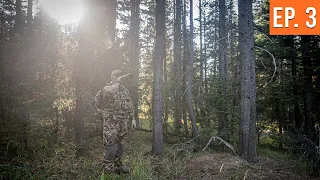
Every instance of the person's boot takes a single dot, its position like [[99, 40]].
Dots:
[[121, 168], [124, 169]]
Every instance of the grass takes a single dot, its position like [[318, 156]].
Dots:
[[50, 158]]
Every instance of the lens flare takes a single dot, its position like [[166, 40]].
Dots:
[[64, 11]]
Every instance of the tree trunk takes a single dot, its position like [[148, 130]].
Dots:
[[247, 149], [135, 52], [295, 87], [190, 76], [157, 146], [307, 69], [18, 18], [223, 121], [184, 67], [201, 43], [111, 9], [177, 65], [205, 48], [29, 18]]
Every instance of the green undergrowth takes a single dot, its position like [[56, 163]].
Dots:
[[52, 157]]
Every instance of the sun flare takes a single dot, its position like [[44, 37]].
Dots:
[[64, 11]]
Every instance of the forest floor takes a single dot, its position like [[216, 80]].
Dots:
[[61, 161]]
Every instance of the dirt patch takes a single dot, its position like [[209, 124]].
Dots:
[[225, 166]]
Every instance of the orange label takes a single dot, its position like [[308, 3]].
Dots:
[[294, 17]]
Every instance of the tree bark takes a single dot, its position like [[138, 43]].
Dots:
[[184, 67], [177, 65], [307, 70], [190, 76], [247, 149], [135, 52], [29, 18], [157, 146], [223, 121], [18, 18], [295, 86]]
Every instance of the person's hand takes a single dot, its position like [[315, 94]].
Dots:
[[133, 124]]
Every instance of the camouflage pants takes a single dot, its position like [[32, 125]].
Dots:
[[112, 157]]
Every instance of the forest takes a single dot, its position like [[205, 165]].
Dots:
[[215, 96]]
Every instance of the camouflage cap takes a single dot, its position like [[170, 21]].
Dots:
[[115, 75]]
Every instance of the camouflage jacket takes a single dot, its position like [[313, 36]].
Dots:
[[114, 103]]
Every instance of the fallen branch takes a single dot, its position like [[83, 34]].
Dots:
[[223, 141], [185, 143], [141, 129]]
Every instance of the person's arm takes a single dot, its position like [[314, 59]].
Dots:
[[133, 119]]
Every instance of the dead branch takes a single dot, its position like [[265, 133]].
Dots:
[[221, 140], [274, 63], [141, 129]]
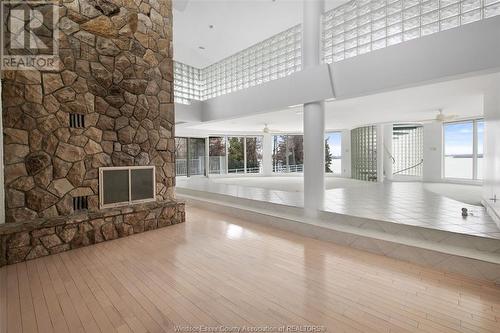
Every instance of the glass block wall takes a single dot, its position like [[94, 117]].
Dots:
[[187, 83], [361, 26], [364, 153], [271, 59]]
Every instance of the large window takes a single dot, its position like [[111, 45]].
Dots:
[[333, 152], [120, 186], [236, 154], [407, 150], [463, 149], [253, 150], [217, 155], [189, 156], [181, 156], [288, 153]]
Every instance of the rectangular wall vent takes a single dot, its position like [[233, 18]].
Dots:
[[76, 120], [80, 203]]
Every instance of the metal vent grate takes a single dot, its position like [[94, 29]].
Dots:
[[76, 120], [80, 203]]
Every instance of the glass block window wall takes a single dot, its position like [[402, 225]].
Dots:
[[271, 59], [361, 26], [187, 83]]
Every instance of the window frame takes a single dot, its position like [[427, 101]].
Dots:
[[102, 205], [335, 173], [475, 149]]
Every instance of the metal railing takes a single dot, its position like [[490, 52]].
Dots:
[[279, 168]]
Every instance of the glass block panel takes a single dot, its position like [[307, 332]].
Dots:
[[492, 10], [471, 16], [378, 24], [411, 12], [449, 23], [430, 17], [350, 43], [378, 34], [394, 18], [468, 5], [412, 23], [350, 53], [394, 29], [367, 28], [430, 29], [379, 44], [394, 7], [378, 14], [364, 48], [449, 11], [410, 3], [411, 34], [364, 20], [429, 6], [377, 4], [445, 3], [396, 39], [364, 39]]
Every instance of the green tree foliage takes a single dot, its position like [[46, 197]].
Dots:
[[236, 153], [328, 156]]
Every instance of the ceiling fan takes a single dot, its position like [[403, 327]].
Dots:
[[442, 117], [266, 130]]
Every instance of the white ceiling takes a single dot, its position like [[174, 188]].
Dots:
[[462, 98], [238, 24]]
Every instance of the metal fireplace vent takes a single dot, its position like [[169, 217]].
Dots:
[[80, 203], [76, 120]]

Instructions for the task -
Rescale the stretch from the line containing "Every instance of the sun" through the line containing "[[225, 166]]" by reproducing only those lines, requests included, with every coordinate in the answers multiplied by 0.65 and rounded to a whole number, halves rounded up. Leave the numbers in the requests unchanged.

Output below -
Every instance of the sun flare takes a single dot, its position like [[44, 37]].
Dots:
[[42, 7]]
Every instance of the forest floor takes a single dot, its position like [[216, 80]].
Dots:
[[40, 105]]
Every instance of the dirt patch takes a single dot, its position like [[209, 124]].
Dots:
[[146, 108]]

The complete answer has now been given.